■ Document section
Content starts
More miscellany Parts One & Two (Evolution)

by dhw, Tuesday, October 01, 2024, 11:12 (51 days ago) @ David Turell

Disordered proteins (and glue your predator)

DAVID: I view God as finished with His creations, but is still here watching how it all works.

dhw: I’m glad to hear that your God is still interested in watching how it all works. Very human of him. Why do you think he’s still interested enough to keep watching?

DAVID: Don't you maintain interest in your creations?

Yes, indeed. You have given us yet another example of your God’s possible human attributes which could have motivated his creation of life: the desire to create something he would find interesting. A theory you once rejected on the grounds that it “humanizes” God. Thank you for your volte face.
Content ends
Please output the forum post word for word from "by dhw, Tuesday, October" to "in your creations?". The items are not needed for this.

■ Supplied information
Content starts
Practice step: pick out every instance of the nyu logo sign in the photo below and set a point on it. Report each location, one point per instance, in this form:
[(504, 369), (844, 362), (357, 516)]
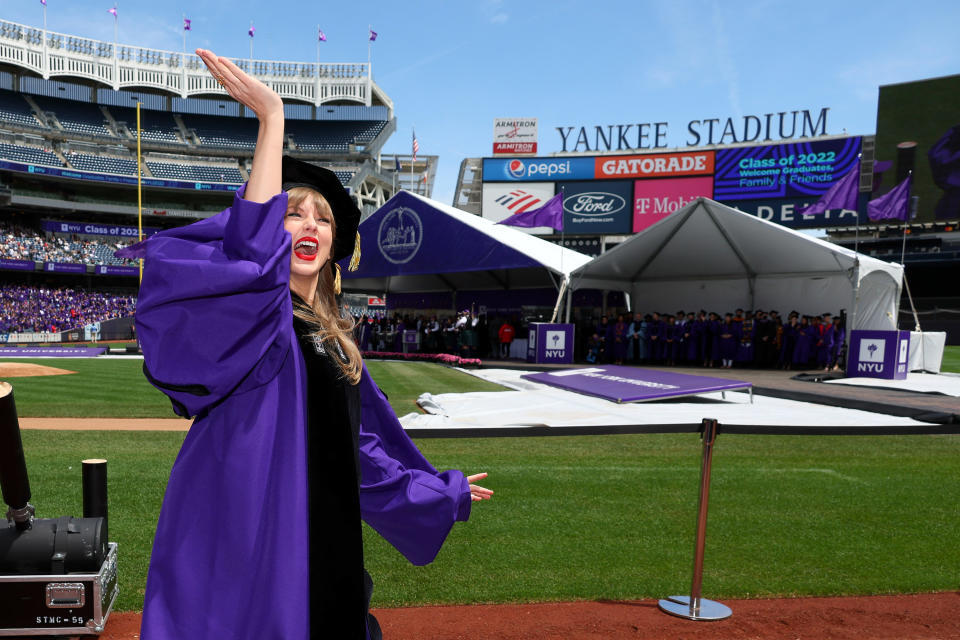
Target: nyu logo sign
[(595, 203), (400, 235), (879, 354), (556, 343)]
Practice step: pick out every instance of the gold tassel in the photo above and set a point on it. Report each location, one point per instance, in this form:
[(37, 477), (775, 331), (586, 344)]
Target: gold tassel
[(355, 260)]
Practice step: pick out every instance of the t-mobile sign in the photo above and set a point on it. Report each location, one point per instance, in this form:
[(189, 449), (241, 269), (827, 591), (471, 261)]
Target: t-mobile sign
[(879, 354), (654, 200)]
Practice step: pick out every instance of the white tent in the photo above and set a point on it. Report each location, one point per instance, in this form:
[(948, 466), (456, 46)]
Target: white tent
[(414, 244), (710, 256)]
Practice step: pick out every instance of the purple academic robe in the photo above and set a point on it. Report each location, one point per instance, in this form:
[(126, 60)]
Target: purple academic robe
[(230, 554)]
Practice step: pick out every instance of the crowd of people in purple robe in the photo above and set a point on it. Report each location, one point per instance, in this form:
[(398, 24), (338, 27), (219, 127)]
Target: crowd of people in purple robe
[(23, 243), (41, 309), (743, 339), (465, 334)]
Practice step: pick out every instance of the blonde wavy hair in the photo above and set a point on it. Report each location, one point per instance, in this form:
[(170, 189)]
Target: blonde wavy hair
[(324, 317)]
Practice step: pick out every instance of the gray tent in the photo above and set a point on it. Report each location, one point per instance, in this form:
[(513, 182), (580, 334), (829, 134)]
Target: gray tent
Content ends
■ Written response
by dhw, Tuesday, October 01, 2024, 11:12 (51 days ago) @ David Turell

Disordered proteins (and glue your predator)

DAVID: I view God as finished with His creations, but is still here watching how it all works.

dhw: I’m glad to hear that your God is still interested in watching how it all works. Very human of him. Why do you think he’s still interested enough to keep watching?

DAVID: Don't you maintain interest in your creations?